As I mentioned, we also not just produced the surveys, we don’t just produce the scenarios.  We don’t just use the radar.  We also design interactive leadership exchanges.  We have a role play simulation which engages roles of business, of governments, of investors, and of civil society.  You have the menu of choices and an investment budget which could be time or money.  And it asks them to make their choices and then we look at what do those choices mean in terms of where would we end up in the future from the combination of all those choices.

What you see on this chart is an example of a recent simulation that we ran in World Energy Week and you will see that the role play of investors was taking them in to the fast forward future, the implication of all their choices.  Governments were also moving into the fast forward future for their choices.  But civil society and business were definitely much more conservative and less ambitious in their choices and were actually ending — taking us in the direction of this future that we call Pause which is a return to the pre-pandemic normal but with a long delay.

And the promulgated average of all those different role plays leave the fill-in-the-code scenarios.  So we played subsequent rounds of this simulation, changing the menu of options and in each round.  Everybody learns about whether the decisions that they are taking are big, bold, and practical enough to shift the future in the direction that we want.

Next slide, please.

Whenever you end on a note around our vision in the World Energy Council is to humanize energy.  This vision of humanizing energy has become — rapidly become of age in this crisis.  When we look at what companies and governments are talking about, we see first of all that there’s been a people-first emphasis in dealing with this crisis, that we are seeing a greater emphasis on resilience and that is extending to include people and supply chain.  And for the World Energy Council, our vision is to humanize energy, recognizing that energy is really about quality of life and human development everywhere.  And it often gets reduced to this conversation around technologies and investments without thinking about the social purpose of energy.  And our work around humanizing energy involves using energy foresight to engage a much broader search of system shapers in the conversation.  

So it’s not just about countries and companies; we also have to engage communities, customers, citizens, in the conversation around energy transmission.  We have to increase and enhance energy literacy.  It’s very difficult for people to make decisions which are fundamentally about their energy’s futures if they don’t understand what energy systems look like or even understand the difference between the current composition of the energy work system which is 20 percent electricity and 80 percent non-electrified, and the implication of most scenarios that even in the best outcome we might get to 40 to 50 percent electrification by 2050 which still leaves 50 percent of the energy system that would have to made clean from non-electrification means.

■ Required action 1:
In the talk, what share of the current energy system is electricity?
■ Required action 2:
For each statement, say whether it agrees with the talk, and quote the words that decide it. (a) In the simulation run in World Energy Week, the investors' choices led toward the fast forward future. (b) Business was more ambitious in its choices than governments. (c) In the best outcome, electrification could reach 80 percent by 2050.
■ Required action 3:
Copy out the stretch of the talk from "Whenever you end" through "in the conversation.".
The rows are separate material, unrelated to the talk.

(Data records)
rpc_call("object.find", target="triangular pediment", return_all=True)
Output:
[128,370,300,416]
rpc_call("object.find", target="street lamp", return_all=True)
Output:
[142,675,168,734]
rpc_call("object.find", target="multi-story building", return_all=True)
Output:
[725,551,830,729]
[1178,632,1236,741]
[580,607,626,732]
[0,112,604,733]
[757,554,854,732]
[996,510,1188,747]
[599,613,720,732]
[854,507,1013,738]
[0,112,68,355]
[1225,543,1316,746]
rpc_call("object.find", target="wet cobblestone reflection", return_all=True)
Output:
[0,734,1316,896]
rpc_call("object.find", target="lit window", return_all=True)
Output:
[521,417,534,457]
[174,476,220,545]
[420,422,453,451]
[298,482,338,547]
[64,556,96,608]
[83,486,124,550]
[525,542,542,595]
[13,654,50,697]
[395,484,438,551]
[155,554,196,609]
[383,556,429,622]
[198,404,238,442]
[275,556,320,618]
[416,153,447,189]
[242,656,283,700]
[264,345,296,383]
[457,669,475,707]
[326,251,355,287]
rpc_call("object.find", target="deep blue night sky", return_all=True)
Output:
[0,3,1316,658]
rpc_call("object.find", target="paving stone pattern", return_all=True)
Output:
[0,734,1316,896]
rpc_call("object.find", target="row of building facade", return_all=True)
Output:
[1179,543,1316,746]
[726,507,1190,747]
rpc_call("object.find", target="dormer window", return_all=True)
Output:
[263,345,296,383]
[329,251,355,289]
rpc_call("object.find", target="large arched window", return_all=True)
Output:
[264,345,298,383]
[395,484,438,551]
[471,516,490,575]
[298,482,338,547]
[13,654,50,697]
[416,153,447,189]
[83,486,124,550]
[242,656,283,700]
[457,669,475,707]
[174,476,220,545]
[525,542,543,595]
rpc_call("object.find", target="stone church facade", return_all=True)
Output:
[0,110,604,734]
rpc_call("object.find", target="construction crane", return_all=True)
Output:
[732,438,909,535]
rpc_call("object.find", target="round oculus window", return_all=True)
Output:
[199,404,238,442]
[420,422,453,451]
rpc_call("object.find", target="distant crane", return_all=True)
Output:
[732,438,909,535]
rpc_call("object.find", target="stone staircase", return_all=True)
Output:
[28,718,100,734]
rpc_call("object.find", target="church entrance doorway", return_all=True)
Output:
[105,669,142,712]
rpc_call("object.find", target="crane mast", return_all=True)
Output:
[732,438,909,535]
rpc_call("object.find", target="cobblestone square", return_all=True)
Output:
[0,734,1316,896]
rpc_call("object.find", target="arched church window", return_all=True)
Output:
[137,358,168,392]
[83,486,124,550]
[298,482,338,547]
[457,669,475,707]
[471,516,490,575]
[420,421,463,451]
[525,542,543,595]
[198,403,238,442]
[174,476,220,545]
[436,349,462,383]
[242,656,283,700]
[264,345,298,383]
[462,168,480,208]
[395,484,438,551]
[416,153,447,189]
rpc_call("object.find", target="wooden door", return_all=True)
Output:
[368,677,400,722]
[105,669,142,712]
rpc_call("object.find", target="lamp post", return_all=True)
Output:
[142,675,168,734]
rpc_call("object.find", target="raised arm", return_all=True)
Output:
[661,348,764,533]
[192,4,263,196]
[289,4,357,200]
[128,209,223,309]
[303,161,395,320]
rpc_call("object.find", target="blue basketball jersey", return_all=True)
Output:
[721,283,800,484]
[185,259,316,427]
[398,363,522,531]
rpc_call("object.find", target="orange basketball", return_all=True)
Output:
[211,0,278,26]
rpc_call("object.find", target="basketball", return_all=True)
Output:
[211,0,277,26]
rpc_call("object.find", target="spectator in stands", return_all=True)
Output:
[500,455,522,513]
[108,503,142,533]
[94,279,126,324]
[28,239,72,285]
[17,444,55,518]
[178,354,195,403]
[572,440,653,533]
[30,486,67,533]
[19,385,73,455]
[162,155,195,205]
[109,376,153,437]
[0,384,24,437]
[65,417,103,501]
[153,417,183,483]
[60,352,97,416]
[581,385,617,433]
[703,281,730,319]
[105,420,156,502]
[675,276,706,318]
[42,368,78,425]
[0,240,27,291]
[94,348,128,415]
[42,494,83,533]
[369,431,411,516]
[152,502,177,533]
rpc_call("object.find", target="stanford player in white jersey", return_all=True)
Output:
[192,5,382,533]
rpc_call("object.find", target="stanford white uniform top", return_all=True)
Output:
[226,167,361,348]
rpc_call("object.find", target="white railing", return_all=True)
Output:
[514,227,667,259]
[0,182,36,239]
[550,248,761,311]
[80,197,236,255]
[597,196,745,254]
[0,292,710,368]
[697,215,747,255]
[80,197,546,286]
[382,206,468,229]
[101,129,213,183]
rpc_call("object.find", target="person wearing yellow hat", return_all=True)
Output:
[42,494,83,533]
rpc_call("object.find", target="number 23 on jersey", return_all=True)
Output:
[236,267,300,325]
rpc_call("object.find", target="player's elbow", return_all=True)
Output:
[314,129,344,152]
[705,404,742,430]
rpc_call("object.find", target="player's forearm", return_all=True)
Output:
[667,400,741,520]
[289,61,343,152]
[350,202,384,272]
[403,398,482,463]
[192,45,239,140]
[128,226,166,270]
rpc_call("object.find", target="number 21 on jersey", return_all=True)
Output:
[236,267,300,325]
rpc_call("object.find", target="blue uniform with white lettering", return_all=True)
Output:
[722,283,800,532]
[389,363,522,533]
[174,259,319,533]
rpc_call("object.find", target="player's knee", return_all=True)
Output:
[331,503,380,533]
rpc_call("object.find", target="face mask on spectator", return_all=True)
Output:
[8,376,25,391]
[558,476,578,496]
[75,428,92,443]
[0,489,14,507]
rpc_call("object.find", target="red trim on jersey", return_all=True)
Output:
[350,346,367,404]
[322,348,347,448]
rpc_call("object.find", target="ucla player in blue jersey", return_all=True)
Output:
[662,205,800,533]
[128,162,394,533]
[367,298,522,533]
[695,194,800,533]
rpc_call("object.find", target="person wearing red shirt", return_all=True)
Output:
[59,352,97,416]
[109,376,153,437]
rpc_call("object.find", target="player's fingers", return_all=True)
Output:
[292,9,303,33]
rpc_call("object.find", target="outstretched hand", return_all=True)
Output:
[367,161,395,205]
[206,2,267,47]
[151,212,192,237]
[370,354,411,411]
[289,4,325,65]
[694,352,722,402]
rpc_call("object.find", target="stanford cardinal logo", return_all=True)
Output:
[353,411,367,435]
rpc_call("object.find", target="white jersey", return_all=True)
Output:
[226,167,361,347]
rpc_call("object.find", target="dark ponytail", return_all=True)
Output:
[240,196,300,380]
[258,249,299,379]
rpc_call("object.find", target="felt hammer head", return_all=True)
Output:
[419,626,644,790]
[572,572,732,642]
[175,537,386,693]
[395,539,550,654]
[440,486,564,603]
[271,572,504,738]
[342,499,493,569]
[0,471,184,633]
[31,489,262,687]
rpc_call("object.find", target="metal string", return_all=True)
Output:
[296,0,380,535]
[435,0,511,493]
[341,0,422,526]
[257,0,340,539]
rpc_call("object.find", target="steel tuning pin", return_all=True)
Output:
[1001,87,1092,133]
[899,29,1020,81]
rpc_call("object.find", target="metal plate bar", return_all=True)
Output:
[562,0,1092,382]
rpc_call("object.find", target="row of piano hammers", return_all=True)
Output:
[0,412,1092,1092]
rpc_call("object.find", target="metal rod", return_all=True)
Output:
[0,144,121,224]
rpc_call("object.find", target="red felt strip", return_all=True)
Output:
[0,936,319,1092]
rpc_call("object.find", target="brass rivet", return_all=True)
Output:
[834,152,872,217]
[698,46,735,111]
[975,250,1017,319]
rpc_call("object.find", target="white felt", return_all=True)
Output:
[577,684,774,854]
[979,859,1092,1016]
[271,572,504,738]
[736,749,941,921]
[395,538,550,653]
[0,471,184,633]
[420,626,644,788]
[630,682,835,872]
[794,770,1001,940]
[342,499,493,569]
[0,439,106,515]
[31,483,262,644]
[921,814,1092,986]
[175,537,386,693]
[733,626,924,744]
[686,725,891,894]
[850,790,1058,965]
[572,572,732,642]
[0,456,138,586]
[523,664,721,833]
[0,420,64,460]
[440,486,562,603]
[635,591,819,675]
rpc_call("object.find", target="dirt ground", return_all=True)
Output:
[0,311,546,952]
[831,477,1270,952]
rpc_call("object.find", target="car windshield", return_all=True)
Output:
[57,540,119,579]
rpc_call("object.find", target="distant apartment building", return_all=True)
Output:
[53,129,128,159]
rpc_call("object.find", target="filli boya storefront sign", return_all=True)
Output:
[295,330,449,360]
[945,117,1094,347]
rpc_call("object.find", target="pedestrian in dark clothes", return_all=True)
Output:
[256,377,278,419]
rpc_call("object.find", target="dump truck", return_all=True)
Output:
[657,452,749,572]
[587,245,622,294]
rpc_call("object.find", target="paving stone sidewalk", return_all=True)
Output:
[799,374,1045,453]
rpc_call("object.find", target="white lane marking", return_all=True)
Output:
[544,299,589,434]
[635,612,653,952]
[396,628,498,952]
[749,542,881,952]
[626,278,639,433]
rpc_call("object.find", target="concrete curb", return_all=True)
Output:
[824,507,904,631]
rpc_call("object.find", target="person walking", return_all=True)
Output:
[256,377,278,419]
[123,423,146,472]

■ Result 1:
20 percent.

■ Result 2:
(a) Yes: "the role play of investors was taking them in to the fast forward future"
(b) No: "civil society and business were definitely much more conservative and less ambitious in their choices"
(c) No: "even in the best outcome we might get to 40 to 50 percent electrification by 2050"

■ Result 3:
Whenever you end on a note around our vision in the World Energy Council is to humanize energy.  This vision of humanizing energy has become — rapidly become of age in this crisis.  When we look at what companies and governments are talking about, we see first of all that there’s been a people-first emphasis in dealing with this crisis, that we are seeing a greater emphasis on resilience and that is extending to include people and supply chain.  And for the World Energy Council, our vision is to humanize energy, recognizing that energy is really about quality of life and human development everywhere.  And it often gets reduced to this conversation around technologies and investments without thinking about the social purpose of energy.  And our work around humanizing energy involves using energy foresight to engage a much broader search of system shapers in the conversation.